_EXERCISE SET_.
1) Decide whether each statement agrees with the raw milk thread, answering yes or no and quoting the words that settle it. (a) One poster says the raw milk they get lasts about 6 days before it gets weird. (b) One poster calls raw cream a poor choice for coffee. (c) One reason a family left its raw milk arrangement was that their son stopped drinking milk.
2) Reproduce the part of the raw milk thread starting at "As I consider" and ending at "of scary shit.".

----- SUPPLIED TEXT -----

Does anybody drink raw milk?

originally posted by Nicolas Mestre:
Does anybody drink raw milk?
As I consider buying into a raw milk cow boarding program at a nearby farm...

Fuck no. Don't be an idiot.
 
originally posted by Cory Cartwright:
For about three years now. The real question to ask is how much milk do you drink?

Really? Why?

If it's flavor, I understand.

Milk can be a conduit for lots of scary shit.

Personally, I don't touch the stuff (milk, raw or otherwise).
 
The raw milk I get tends to last about 6 days before it gets weird. It's worth it if you drink fast, not worth it if you tend to forget. Raw cream, however, is the best thing you can ever put in coffee and it makes the best butter you'll find stateside.

VLM: Of course it's flavor. I know the farmers who get the milk, and they haven't let me down yet.
 
originally posted by Cory Cartwright:
The raw milk I get tends to last about 6 days before it gets weird. It's worth it if you drink fast, not worth it if you tend to forget. Raw cream, however, is the best thing you can ever put in coffee and it makes the best butter you'll find stateside.

VLM: Of course it's flavor. I know the farmers who get the milk, and they haven't let me down yet.

Cory, I figured, but you never know. Mom's with autistic kids have their kids drinking raw milk as part of some kind of magic cure. People ascribe all kinds of fucked up magical powers to shit.

I don't use cream in my coffee, but I do use tons of butter that I get from a local source (although it's not as good as the stuff my folks get from the Amish farmers in Montuckey).
 
Fuck VLM, Nicolas; check that the producer is conscientious about quality control - testing routinely and making the results of the tests easily available to share-holders. If s/he does these things, go ahead.

We were in an arrangement like this for about a year or so and it worked out quite well. The milk is interesting, because it changes palpably with the seasons and different feeding regimes. It's great for kids, too. We stopped after a while because access wasn't convenient and our son stopped drinking milk, but I would buy in again without hesitation if circumstances changed. You may also meet some interesting folk.
 
The net/net on the other powers is outweighed by the disease transmission.

Listeria is not great for kids.

But I understand about taking risks for stuff that tastes good.

----- DATASET CONTENT -----

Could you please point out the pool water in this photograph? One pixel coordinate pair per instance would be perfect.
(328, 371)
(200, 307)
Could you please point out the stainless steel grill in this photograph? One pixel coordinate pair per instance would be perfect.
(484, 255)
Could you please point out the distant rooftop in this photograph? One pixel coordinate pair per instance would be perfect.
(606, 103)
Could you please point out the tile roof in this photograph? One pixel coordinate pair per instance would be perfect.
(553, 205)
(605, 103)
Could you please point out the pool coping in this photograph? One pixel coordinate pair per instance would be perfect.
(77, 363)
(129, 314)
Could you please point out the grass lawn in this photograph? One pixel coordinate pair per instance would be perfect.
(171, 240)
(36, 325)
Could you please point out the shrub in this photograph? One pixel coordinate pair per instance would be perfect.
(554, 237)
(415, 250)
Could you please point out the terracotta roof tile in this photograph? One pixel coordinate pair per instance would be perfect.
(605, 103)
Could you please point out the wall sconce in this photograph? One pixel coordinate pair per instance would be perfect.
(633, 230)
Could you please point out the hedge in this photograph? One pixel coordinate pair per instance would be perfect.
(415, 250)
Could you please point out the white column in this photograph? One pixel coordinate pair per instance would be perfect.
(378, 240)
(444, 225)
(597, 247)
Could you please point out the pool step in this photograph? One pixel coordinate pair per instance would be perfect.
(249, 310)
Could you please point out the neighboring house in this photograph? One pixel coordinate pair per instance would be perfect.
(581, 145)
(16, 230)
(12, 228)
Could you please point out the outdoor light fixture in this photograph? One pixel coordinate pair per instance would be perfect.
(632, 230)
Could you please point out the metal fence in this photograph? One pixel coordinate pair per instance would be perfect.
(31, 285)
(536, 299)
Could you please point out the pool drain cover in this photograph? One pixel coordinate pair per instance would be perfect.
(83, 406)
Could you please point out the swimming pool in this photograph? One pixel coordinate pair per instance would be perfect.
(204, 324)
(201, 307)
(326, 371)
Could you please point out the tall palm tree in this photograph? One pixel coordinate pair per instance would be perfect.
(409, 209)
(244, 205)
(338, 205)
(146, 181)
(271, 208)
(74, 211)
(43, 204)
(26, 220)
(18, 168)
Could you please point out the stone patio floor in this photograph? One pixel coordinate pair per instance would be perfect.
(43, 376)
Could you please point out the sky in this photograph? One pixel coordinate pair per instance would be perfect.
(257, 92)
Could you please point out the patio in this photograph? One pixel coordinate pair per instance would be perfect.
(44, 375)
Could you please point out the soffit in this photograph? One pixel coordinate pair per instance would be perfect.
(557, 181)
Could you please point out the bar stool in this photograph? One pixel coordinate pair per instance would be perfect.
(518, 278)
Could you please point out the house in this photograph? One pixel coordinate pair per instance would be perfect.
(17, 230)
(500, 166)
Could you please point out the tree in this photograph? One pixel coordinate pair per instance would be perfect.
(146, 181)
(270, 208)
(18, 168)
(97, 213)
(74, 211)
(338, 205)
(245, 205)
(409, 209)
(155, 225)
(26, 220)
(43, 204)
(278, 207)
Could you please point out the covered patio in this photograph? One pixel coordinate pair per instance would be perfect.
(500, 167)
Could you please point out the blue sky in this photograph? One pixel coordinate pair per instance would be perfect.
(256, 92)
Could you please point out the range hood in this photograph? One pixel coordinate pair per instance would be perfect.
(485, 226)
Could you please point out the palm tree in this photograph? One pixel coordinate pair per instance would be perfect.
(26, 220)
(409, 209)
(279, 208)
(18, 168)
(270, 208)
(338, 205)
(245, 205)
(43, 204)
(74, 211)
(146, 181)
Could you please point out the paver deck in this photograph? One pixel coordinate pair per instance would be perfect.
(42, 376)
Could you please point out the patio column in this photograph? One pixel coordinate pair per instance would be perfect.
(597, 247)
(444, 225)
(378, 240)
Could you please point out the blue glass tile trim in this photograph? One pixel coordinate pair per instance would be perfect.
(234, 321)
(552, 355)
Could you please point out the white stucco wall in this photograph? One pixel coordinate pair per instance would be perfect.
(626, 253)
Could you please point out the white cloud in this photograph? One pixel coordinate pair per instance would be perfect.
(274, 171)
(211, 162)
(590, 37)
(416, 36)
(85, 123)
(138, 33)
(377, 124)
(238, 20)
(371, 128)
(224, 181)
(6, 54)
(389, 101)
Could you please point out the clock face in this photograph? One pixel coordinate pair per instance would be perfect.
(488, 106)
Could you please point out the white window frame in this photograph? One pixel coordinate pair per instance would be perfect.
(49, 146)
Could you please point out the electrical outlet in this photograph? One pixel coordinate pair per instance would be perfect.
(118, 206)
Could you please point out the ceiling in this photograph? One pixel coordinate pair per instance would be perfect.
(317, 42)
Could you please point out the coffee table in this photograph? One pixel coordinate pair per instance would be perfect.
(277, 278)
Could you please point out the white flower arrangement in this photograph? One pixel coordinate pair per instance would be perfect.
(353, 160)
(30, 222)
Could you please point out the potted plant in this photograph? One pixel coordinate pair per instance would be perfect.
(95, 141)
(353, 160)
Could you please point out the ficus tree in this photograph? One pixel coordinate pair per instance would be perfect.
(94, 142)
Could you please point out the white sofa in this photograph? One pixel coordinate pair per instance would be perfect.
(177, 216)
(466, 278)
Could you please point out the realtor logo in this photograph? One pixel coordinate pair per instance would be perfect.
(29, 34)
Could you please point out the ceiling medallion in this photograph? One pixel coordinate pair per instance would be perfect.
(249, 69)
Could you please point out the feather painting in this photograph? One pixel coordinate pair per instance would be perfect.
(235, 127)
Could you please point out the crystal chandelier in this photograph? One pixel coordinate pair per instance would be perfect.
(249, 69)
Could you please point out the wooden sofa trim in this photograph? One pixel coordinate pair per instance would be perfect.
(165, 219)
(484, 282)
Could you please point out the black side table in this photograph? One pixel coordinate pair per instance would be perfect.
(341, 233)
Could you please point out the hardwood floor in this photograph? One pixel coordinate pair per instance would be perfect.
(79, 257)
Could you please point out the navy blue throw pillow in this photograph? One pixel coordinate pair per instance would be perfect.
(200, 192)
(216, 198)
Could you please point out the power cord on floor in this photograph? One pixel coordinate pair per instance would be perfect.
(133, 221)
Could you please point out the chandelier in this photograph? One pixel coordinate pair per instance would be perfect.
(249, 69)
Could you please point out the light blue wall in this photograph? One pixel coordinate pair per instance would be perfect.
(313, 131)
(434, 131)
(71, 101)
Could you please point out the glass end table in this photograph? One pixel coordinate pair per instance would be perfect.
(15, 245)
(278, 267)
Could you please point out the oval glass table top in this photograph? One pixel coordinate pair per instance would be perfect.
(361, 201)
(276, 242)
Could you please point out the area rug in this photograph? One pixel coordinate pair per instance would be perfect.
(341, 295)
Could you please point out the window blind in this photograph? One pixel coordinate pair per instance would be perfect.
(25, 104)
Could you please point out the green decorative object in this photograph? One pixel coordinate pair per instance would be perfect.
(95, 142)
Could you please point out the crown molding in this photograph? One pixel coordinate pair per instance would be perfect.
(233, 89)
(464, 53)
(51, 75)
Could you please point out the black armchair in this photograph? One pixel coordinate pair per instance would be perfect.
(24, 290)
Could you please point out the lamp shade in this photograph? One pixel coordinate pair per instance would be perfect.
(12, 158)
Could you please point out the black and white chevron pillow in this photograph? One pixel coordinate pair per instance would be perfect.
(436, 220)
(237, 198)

-----

_RESPONSES BY ITEM NUMBER_.
1)
(a) Yes: "The raw milk I get tends to last about 6 days before it gets weird."
(b) No: "Raw cream, however, is the best thing you can ever put in coffee"
(c) Yes: "We stopped after a while because access wasn't convenient and our son stopped drinking milk"

2)
As I consider buying into a raw milk cow boarding program at a nearby farm...

Fuck no. Don't be an idiot.
 
originally posted by Cory Cartwright:
For about three years now. The real question to ask is how much milk do you drink?

Really? Why?

If it's flavor, I understand.

Milk can be a conduit for lots of scary shit.